**Problem requirements**
Where a line below has the string "wooden" in it, include it in the count, and give that count alone.

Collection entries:
BEGIN
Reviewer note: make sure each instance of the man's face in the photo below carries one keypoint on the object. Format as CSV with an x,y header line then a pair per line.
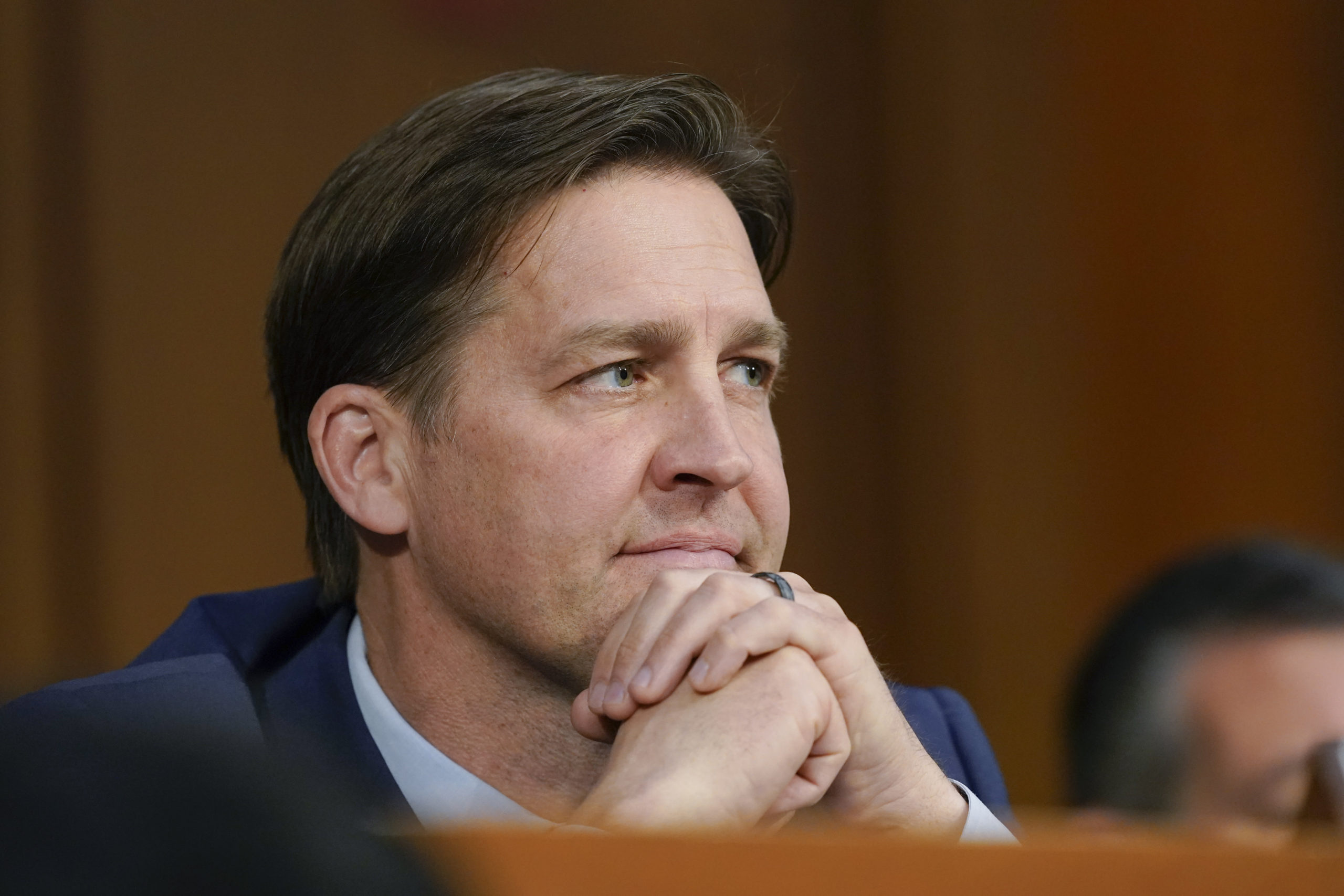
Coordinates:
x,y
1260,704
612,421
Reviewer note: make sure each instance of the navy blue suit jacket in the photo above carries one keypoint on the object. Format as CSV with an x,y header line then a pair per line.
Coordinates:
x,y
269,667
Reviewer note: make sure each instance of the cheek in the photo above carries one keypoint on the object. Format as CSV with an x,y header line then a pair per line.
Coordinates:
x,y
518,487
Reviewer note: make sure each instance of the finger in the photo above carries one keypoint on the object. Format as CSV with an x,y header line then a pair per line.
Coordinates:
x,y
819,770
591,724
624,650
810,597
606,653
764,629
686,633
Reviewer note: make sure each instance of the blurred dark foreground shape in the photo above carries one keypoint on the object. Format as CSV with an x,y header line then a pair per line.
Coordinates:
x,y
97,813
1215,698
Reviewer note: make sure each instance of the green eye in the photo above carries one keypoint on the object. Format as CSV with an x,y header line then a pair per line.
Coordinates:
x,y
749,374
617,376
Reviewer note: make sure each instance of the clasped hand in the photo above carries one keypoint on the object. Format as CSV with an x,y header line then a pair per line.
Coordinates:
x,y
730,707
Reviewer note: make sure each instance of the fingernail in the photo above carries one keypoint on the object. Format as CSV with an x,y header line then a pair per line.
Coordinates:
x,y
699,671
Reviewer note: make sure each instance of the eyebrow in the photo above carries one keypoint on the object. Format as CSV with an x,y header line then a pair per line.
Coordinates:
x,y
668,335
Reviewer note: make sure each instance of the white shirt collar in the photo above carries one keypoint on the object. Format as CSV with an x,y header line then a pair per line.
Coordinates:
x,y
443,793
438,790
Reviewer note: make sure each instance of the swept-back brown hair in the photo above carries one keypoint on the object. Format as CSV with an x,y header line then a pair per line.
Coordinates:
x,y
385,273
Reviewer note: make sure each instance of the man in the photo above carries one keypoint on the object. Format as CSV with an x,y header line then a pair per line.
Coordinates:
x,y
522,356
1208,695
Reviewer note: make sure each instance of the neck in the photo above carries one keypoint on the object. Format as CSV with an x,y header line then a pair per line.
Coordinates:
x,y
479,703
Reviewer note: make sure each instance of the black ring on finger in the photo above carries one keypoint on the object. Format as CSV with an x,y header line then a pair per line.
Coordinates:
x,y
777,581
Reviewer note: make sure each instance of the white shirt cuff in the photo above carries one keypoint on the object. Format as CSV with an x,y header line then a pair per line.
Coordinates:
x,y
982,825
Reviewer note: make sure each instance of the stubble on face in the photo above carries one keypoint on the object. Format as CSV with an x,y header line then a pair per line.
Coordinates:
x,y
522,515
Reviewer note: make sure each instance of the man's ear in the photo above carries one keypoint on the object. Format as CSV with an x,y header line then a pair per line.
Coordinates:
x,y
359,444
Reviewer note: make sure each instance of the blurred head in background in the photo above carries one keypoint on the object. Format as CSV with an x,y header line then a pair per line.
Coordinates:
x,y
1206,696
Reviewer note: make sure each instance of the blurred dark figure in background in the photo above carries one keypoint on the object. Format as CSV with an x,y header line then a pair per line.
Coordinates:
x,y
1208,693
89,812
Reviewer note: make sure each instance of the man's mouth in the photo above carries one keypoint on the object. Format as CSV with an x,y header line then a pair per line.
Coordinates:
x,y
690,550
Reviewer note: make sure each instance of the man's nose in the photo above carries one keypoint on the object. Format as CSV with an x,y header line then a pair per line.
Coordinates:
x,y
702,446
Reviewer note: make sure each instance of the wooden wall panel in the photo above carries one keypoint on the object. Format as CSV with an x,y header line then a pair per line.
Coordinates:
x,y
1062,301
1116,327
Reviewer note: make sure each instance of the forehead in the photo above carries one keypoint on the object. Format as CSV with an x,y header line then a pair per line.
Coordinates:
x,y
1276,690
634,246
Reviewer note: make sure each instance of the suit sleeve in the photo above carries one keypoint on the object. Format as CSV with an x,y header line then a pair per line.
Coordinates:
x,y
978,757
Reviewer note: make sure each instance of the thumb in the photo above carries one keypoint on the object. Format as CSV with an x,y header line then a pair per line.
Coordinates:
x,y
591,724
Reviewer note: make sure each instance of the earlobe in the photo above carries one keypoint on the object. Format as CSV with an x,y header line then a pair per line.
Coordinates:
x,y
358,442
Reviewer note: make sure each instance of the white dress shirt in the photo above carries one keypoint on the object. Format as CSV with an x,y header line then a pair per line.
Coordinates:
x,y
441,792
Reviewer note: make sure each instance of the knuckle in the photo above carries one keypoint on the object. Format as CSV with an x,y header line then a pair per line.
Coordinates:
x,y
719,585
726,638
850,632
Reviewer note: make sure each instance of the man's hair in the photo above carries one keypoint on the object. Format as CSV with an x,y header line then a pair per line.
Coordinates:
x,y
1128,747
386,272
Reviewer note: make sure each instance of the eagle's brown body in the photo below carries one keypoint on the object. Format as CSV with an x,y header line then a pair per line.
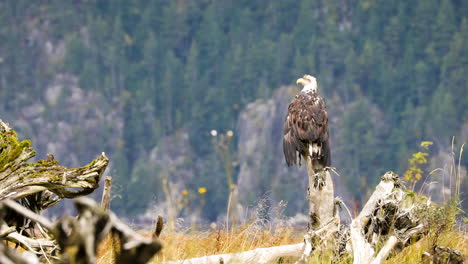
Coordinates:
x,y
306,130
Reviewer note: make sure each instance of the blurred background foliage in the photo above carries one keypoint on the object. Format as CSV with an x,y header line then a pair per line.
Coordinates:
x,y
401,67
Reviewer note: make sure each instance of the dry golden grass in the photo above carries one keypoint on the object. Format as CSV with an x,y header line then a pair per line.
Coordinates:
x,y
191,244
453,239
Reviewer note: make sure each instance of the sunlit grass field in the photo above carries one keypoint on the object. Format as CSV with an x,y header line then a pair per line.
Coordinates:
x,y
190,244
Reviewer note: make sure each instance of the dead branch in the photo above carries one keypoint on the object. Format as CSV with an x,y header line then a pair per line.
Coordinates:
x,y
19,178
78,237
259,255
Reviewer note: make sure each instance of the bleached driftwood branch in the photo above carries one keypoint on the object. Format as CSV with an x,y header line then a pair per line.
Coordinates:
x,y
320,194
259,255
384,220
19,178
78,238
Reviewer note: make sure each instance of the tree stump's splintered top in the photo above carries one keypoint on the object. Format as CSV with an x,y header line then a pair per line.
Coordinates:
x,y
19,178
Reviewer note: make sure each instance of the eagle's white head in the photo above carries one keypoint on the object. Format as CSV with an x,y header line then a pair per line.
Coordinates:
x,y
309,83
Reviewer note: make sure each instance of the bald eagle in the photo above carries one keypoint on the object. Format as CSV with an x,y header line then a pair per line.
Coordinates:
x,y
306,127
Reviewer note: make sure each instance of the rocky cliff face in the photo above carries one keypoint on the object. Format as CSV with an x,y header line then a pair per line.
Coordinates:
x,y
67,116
END
BEGIN
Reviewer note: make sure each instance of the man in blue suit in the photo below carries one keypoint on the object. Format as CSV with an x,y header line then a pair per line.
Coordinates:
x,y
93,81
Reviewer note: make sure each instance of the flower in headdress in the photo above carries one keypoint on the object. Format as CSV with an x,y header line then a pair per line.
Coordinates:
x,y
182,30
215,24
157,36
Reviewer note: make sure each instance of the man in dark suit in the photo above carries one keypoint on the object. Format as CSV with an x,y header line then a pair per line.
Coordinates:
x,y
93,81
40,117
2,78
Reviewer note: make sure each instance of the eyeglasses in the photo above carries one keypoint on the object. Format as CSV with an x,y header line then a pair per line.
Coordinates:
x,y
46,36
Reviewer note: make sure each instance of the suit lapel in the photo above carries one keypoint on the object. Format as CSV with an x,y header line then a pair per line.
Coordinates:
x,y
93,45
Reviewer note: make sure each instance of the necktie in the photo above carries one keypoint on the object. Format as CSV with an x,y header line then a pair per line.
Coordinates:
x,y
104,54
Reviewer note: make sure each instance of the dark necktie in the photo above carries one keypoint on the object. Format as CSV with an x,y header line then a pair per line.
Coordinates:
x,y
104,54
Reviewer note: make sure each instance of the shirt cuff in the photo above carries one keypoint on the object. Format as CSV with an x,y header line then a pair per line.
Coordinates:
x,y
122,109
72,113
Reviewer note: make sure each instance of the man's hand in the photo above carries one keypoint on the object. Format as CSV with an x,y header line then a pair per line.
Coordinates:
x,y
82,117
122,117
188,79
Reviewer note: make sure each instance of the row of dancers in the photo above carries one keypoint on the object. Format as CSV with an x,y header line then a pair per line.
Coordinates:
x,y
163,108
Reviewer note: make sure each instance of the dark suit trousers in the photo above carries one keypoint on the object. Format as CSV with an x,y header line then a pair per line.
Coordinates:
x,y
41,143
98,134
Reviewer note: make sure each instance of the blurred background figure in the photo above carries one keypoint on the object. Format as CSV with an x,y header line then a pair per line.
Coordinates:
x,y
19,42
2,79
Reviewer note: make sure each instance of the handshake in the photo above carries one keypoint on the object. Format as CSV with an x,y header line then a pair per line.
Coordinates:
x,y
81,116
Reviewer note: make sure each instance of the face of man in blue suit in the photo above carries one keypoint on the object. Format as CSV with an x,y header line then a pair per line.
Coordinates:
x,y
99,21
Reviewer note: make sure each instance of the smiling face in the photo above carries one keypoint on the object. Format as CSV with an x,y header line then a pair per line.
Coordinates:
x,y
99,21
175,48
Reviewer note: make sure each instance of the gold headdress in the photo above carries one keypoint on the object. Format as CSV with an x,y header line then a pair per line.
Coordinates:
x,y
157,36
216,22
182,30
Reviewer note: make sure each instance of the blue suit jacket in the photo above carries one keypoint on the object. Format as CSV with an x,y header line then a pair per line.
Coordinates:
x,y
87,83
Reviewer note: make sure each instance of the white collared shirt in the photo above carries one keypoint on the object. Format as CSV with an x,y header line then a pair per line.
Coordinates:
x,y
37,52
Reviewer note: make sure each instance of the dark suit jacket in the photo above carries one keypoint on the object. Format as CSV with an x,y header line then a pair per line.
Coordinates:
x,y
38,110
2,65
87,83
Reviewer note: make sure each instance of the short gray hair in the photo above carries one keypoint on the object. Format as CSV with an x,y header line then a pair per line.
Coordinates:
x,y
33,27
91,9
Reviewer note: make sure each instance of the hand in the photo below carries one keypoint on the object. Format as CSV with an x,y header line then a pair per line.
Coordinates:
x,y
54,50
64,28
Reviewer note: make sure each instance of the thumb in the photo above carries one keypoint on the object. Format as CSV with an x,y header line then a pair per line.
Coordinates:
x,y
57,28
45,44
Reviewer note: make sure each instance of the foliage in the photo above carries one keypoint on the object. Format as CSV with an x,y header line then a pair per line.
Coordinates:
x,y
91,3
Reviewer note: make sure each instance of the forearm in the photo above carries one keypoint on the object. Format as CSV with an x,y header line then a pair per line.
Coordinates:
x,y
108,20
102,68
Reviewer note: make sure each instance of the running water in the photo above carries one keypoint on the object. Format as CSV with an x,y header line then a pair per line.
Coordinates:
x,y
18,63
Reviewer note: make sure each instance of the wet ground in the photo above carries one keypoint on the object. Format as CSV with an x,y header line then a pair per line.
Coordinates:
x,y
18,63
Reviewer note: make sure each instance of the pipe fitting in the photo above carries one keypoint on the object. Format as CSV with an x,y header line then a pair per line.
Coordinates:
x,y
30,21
END
BEGIN
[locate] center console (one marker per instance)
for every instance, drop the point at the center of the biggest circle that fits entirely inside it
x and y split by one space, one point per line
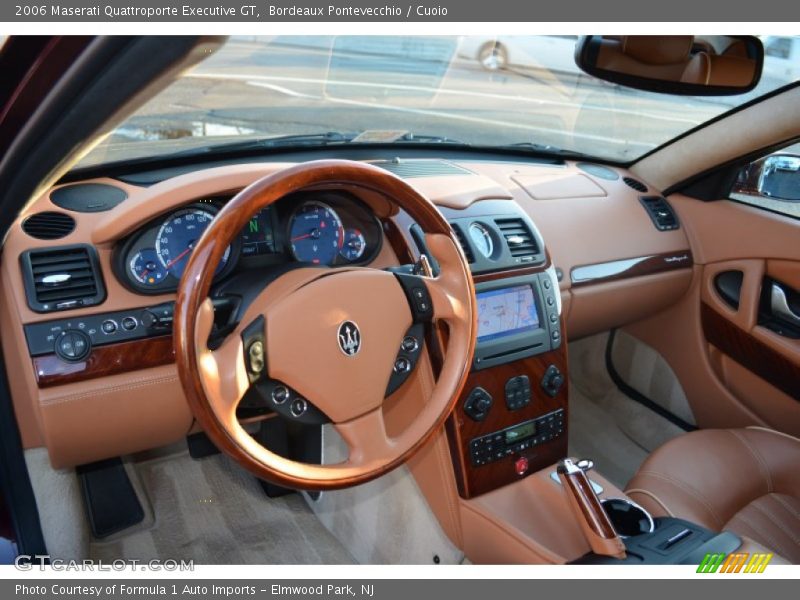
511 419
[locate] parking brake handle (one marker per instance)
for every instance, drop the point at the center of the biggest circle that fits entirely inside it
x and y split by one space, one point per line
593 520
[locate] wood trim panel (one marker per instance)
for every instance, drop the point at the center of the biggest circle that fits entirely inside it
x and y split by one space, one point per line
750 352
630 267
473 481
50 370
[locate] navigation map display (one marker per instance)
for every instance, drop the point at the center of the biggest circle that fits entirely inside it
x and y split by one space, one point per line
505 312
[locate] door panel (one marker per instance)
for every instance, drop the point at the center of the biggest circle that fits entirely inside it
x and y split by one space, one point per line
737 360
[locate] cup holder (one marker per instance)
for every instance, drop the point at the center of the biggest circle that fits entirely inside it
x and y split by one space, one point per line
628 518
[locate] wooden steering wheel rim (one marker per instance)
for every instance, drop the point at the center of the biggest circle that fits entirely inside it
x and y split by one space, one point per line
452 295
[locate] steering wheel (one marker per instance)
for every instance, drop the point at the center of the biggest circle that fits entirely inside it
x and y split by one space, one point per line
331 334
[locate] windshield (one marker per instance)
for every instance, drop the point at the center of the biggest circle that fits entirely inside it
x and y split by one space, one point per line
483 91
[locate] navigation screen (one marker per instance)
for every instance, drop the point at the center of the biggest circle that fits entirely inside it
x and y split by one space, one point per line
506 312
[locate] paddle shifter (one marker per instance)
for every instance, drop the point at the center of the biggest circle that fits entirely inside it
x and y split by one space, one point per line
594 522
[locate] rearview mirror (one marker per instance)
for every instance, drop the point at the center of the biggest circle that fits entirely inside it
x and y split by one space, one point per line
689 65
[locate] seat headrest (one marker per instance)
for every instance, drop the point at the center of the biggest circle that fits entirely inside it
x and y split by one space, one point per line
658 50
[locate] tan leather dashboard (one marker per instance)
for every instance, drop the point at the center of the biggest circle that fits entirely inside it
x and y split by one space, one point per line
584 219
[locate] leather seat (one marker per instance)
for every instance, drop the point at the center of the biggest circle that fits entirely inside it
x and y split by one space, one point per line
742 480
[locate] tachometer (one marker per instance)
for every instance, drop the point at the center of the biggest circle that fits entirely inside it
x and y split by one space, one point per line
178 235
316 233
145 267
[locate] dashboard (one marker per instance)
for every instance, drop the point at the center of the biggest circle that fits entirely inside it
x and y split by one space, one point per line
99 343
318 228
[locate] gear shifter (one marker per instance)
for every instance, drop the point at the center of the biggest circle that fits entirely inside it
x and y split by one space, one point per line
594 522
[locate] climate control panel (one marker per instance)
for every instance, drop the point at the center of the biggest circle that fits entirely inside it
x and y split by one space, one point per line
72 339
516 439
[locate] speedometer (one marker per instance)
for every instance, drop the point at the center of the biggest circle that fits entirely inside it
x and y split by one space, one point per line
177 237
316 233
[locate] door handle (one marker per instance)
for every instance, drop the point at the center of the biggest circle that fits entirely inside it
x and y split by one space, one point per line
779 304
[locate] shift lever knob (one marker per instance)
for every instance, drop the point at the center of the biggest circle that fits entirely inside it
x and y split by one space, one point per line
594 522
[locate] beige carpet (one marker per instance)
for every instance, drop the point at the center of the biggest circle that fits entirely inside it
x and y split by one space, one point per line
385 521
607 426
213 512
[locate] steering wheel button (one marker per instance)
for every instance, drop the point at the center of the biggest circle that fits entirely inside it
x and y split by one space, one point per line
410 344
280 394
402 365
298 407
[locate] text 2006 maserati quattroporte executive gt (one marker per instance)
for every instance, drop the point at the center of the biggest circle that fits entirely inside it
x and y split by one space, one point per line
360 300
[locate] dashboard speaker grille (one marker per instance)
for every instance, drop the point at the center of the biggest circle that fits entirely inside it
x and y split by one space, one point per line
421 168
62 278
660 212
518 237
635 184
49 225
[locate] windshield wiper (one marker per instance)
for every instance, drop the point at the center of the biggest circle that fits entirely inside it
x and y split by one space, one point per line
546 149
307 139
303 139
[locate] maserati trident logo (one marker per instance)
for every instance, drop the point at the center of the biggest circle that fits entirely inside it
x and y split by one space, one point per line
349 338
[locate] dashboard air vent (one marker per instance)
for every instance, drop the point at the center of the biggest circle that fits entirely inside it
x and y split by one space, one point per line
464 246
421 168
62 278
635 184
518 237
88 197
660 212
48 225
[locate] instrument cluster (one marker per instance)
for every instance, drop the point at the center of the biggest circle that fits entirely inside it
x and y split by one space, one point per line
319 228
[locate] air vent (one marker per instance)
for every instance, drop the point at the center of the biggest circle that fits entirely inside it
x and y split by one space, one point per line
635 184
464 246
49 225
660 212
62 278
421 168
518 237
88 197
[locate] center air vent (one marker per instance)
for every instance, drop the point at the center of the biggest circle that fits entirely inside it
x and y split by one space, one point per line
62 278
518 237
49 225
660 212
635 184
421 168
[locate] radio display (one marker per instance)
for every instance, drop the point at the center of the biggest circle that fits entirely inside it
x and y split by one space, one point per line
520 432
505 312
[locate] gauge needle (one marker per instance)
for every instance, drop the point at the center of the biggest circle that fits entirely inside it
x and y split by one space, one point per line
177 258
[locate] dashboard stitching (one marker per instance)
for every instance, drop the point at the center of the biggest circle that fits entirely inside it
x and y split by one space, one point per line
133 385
END
**Exercise answer**
2